> **Assignment**
Reproduce the data, keeping every word exactly as it is.

|---|

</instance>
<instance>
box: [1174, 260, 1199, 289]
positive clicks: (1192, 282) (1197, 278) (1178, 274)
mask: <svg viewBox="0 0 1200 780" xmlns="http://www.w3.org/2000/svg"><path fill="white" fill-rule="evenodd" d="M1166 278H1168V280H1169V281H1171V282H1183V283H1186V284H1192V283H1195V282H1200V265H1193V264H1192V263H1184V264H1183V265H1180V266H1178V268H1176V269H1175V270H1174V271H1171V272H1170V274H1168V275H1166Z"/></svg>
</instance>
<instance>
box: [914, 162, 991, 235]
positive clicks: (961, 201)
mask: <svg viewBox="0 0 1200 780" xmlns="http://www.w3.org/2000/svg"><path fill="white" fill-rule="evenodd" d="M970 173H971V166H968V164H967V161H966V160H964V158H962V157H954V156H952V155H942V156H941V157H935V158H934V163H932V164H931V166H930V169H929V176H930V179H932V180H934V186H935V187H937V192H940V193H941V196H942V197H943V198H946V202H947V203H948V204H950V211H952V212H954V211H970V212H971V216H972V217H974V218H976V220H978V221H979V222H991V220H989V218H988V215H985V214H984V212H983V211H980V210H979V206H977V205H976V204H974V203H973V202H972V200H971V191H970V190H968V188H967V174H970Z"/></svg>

|---|

> **Response below**
</instance>
<instance>
box: [1174, 260, 1199, 289]
positive clicks: (1192, 282) (1197, 278) (1178, 274)
mask: <svg viewBox="0 0 1200 780" xmlns="http://www.w3.org/2000/svg"><path fill="white" fill-rule="evenodd" d="M1166 278H1168V280H1169V281H1171V282H1183V283H1186V284H1192V283H1195V282H1200V265H1193V264H1192V263H1184V264H1183V265H1180V266H1178V268H1176V269H1175V270H1174V271H1171V272H1170V274H1168V275H1166Z"/></svg>
</instance>
<instance>
box: [914, 162, 991, 235]
positive clicks: (961, 201)
mask: <svg viewBox="0 0 1200 780" xmlns="http://www.w3.org/2000/svg"><path fill="white" fill-rule="evenodd" d="M970 173H971V166H968V164H967V161H966V160H964V158H962V157H954V156H952V155H942V156H941V157H935V158H934V163H932V164H931V166H930V169H929V176H930V179H932V180H934V186H935V187H937V192H940V193H941V196H942V197H943V198H946V202H947V203H948V204H950V211H952V212H954V211H970V212H971V216H972V217H974V218H976V220H978V221H979V222H991V220H989V218H988V215H985V214H984V212H983V211H980V210H979V206H977V205H976V204H974V203H973V202H972V200H971V191H970V190H968V188H967V174H970Z"/></svg>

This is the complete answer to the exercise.